Start at the line below containing "Target: arched window" and stop at the line containing "Guideline: for every instance of the stone tile". Repeat every line of that stretch exactly, and nothing outside it.

---------- INPUT FOR THIS TASK ----------

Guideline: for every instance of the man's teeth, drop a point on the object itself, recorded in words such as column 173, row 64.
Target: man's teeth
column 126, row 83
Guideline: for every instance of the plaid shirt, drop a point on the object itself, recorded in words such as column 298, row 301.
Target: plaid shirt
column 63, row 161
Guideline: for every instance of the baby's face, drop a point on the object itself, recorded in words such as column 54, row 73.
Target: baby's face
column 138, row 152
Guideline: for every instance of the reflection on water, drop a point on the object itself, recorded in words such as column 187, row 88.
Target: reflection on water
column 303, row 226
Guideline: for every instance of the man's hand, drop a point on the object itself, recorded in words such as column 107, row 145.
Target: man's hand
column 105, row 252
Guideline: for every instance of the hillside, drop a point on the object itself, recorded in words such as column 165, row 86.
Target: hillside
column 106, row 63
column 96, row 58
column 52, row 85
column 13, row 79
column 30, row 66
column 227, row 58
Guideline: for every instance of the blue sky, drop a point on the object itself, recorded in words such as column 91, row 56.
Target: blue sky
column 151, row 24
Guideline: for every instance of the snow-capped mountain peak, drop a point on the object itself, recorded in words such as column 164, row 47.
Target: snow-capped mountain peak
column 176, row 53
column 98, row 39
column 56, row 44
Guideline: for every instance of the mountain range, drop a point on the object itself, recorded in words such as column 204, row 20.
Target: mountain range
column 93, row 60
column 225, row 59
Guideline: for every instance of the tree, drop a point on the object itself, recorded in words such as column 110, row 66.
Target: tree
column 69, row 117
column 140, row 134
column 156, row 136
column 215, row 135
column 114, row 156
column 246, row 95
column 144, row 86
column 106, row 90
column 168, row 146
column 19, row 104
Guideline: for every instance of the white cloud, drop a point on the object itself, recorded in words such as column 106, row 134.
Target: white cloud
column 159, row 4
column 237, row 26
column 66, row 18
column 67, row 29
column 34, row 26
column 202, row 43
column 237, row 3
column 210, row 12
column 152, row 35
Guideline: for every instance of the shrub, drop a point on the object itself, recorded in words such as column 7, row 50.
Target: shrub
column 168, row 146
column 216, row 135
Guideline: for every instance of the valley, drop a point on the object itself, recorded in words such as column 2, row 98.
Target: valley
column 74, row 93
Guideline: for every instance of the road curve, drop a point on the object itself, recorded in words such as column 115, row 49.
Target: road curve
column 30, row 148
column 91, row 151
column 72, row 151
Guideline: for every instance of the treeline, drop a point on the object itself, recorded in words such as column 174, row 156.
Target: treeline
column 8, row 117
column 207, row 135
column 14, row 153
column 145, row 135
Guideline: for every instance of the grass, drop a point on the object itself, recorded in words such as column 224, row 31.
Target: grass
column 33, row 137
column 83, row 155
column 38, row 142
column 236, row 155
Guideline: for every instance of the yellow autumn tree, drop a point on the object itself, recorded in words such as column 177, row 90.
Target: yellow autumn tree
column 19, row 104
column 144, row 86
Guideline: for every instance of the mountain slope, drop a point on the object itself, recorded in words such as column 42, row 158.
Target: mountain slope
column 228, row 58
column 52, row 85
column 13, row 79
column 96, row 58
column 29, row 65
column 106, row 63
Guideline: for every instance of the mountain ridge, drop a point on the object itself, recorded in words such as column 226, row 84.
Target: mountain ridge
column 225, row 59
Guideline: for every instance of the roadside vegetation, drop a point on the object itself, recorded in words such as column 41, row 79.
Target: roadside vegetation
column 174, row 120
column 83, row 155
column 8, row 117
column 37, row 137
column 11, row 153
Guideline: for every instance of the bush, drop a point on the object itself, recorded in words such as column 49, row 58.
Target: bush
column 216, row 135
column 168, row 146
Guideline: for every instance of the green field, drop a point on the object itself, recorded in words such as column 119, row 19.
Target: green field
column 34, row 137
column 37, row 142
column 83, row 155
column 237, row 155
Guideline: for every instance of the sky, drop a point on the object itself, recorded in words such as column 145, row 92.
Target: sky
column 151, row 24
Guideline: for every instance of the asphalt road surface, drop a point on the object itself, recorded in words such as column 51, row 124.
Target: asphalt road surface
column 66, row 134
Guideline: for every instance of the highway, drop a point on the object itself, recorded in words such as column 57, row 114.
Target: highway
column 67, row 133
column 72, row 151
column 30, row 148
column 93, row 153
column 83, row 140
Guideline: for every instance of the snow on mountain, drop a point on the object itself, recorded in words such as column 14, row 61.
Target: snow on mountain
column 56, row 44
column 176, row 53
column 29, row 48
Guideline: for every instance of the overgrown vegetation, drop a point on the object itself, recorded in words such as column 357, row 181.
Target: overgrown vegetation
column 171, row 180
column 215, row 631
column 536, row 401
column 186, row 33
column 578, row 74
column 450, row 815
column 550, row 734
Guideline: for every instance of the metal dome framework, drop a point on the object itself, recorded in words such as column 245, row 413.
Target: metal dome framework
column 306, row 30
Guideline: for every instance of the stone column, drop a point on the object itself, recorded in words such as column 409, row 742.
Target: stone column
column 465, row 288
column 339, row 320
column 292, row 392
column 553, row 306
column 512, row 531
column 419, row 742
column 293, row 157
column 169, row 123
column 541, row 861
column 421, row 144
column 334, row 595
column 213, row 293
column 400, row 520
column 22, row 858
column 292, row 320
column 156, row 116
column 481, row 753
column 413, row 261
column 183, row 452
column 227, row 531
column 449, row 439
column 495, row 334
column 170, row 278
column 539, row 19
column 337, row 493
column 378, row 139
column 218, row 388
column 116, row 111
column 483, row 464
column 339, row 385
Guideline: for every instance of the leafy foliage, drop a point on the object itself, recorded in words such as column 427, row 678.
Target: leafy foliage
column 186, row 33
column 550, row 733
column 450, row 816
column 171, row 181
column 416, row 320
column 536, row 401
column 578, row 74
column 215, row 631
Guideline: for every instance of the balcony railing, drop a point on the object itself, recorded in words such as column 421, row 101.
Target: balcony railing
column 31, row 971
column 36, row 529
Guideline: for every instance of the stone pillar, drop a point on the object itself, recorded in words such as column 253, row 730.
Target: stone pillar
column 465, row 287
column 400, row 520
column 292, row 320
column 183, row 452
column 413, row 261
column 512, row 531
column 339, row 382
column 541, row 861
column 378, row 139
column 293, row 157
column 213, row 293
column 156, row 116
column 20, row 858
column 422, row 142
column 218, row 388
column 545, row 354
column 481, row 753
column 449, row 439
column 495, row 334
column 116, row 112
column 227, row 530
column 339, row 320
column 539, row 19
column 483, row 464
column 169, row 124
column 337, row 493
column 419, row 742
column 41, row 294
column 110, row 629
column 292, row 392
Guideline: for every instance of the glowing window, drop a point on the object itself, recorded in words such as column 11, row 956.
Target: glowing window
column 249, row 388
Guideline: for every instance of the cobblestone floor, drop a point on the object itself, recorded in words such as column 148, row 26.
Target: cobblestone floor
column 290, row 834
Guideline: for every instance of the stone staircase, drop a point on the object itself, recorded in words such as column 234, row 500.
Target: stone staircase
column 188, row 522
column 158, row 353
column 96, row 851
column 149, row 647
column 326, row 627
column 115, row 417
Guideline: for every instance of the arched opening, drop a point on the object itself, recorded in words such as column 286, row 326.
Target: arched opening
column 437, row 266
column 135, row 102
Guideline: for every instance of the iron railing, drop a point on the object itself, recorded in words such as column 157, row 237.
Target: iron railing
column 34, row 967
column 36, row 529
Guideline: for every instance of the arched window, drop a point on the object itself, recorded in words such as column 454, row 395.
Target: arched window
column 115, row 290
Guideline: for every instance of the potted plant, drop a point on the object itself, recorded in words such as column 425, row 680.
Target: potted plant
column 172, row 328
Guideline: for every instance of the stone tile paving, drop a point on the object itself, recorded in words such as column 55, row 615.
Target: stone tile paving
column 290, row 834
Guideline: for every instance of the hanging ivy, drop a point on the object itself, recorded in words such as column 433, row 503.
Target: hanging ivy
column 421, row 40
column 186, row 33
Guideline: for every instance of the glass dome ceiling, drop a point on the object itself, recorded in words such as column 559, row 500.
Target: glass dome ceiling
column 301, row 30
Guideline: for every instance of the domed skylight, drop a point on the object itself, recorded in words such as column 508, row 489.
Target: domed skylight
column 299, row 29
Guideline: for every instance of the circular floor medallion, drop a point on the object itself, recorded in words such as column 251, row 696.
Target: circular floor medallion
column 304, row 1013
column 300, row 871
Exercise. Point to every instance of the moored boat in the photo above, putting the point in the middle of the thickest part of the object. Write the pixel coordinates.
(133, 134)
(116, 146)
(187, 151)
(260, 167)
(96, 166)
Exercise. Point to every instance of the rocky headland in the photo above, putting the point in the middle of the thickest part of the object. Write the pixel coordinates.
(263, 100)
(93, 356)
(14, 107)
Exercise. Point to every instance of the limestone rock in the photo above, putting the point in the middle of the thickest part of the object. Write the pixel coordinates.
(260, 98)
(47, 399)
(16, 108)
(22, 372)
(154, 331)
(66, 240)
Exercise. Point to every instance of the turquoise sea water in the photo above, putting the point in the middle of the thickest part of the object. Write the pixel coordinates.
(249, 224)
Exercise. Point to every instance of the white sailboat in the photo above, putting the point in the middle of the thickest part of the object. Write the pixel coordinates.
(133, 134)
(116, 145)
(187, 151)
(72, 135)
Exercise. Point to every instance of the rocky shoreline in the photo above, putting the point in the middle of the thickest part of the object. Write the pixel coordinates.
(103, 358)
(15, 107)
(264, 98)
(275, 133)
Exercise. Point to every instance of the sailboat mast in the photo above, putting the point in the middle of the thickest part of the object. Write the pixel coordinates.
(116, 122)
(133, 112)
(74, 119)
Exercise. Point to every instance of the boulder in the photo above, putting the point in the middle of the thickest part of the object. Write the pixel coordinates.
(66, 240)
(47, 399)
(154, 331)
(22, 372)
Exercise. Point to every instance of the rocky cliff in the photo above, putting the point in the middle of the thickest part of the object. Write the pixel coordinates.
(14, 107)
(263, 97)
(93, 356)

----------

### RESULT OF THE EXERCISE:
Target: arched window
column 115, row 290
Guideline: for every instance of the potted plant, drop a point on the object itself, recorded in words such as column 425, row 680.
Target: potted plant
column 172, row 328
Guideline: for every instance of the stone tile paving, drop a point on the object itself, recorded in words such as column 55, row 615.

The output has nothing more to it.